··· TEXTAUSZUG ···
19/05 Menschenrechte;
40/01 Verwaltungsverfahren;
41/02 Passrecht Fremdenrecht;
66/01 Allgemeines Sozialversicherungsgesetz;

Norm

ASVG §293;
AVG §37;
AVG §56;
MRK Art8;
NAG 2005 §11 Abs2 Z4;
NAG 2005 §11 Abs3;
NAG 2005 §11 Abs5;

Beachte

Miterledigung (miterledigt bzw zur gemeinsamen Entscheidung verbunden):2012/22/0018 2012/22/0020 2012/22/0019

Betreff

Der Verwaltungsgerichtshof hat durch die Vorsitzende Senatspräsidentin Dr. Bernegger, die Hofräte Dr. Robl und Mag. Eder, die Hofrätin Mag. Dr. Maurer-Kober und den Hofrat Dr. Mayr als Richter, im Beisein der Schriftführerin Mag. Perauer, über die Beschwerde von 1. E, 2. T, 3. B, und 4. M, alle in A, Türkei, und vertreten durch Mag.a Doris Einwallner, Rechtsanwältin in 1050 Wien, Schönbrunnerstraße 26/3, gegen die Bescheide der Bundesministerin für Inneres jeweils vom 19. August 2011,

1.) Zl. 157.776/2-III/4/10 (ad 1., prot. zur hg. Zl. 2012/22/0017), 2.) Zl. 157.776/5-III/4/10 (ad 2., prot. zur hg. Zl. 2012/22/0018), 3.) Zl. 157.776/4-III/4/10 (ad 3., prot. zur hg. Zl. 2012/22/0019), und 4.) Zl. 157.776/3-III/4/10 (ad 4., prot. zur hg. Zl. 2012/22/0020), jeweils betreffend Aufenthaltstitel, zu Recht erkannt:

Spruch

Die Beschwerde wird als unbegründet abgewiesen.
··· BEREITGESTELLTE DATEN ···
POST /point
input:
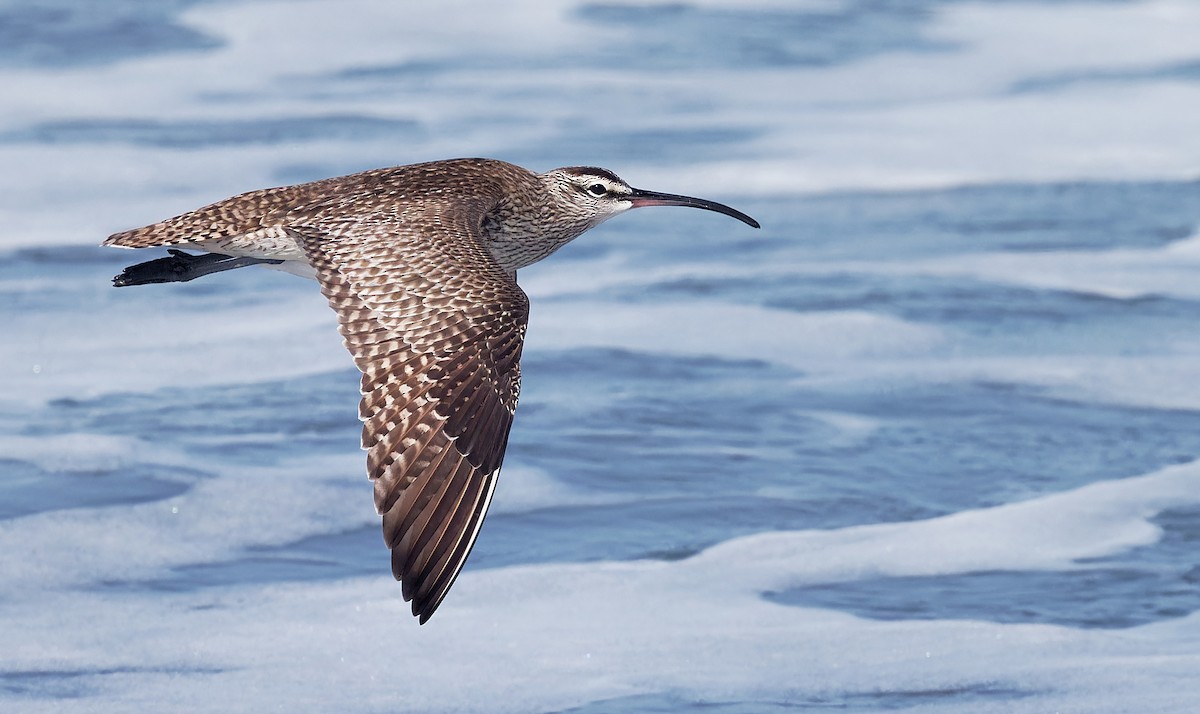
···
_AUFGABEN_
[1] Nenne sämtliche Normen, die der Textauszug unter der Überschrift „Norm“ aufführt.
[2] Führe den Textauszug zum Erkenntnis des Verwaltungsgerichtshofs über die Aufenthaltstitel im Anschluss an seinen letzten Satz weiter.
Die Daten stammen aus einer anderen Quelle.

_ANTWORTEN_
[1]
- ASVG §293
- AVG §37
- AVG §56
- MRK Art8
- NAG 2005 §11 Abs2 Z4
- NAG 2005 §11 Abs3
- NAG 2005 §11 Abs5

[2]
Die beschwerdeführenden Parteien haben dem Bund Aufwendungen in der Höhe von insgesamt EUR 57,40 je zu gleichen Teilen binnen zwei Wochen bei sonstiger Exekution zu ersetzen.

Begründung

Mit den angefochtenen Bescheiden wies die belangte Behörde - nahezu wortgleich - die im August 2009 gestellten Anträge der Erstbeschwerdeführerin und ihrer drei (zum Erlassungszeitpunkt der angefochtenen Bescheide alle noch) minderjährigen Kinder, alle türkische Staatsangehörige, auf jeweilige erstmalige Erteilung einer "Niederlassungsbewilligung - beschränkt" (welche nach Inkrafttreten des Fremdenrechtsänderungsgesetzes 2011 mit 1. Juli 2011 als Anträge auf Erteilung eines Aufenthaltstitels "Rot-Weiß-Rot - Karte plus" gewertet wurden) zum Zweck der Familienzusammenführung gemäß § 46 Abs. 1 NAG mit ihrem in Österreich mit dem Aufenthaltstitel "Daueraufenthalt - EG" niedergelassenen türkischen Ehemann bzw. Vater im Instanzenzug gemäß § 11 Abs. 2 Z 4 iVm § 11 Abs. 5 Niederlassungs- und Aufenthaltsgesetz (NAG) ab.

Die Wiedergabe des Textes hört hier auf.